[AIM OF THE TASK] Copy the listing below line for line, without changing anything. Leave out the pictures.

Rows of box annotation data
----------------
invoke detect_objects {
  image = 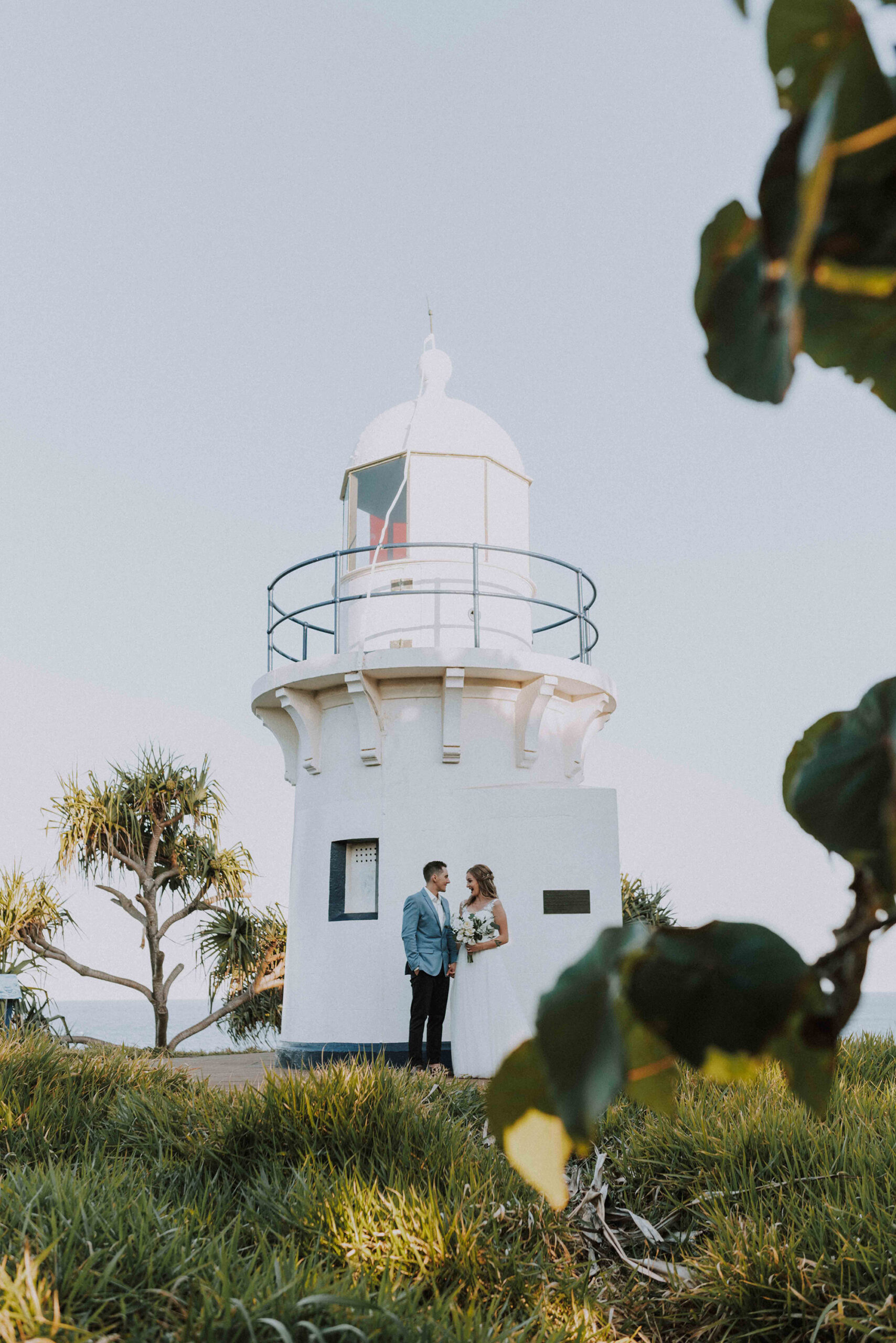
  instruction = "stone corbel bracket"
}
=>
[281,685,321,774]
[515,676,558,770]
[345,672,383,764]
[563,691,615,779]
[255,709,298,787]
[442,667,463,764]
----------------
[PROBLEM SOLUTION]
invoke detect_objects {
  image = 
  instruction = "stone corbel bracket"
}
=>
[281,685,321,774]
[515,676,558,770]
[345,672,383,764]
[563,691,615,779]
[255,709,298,787]
[442,667,463,764]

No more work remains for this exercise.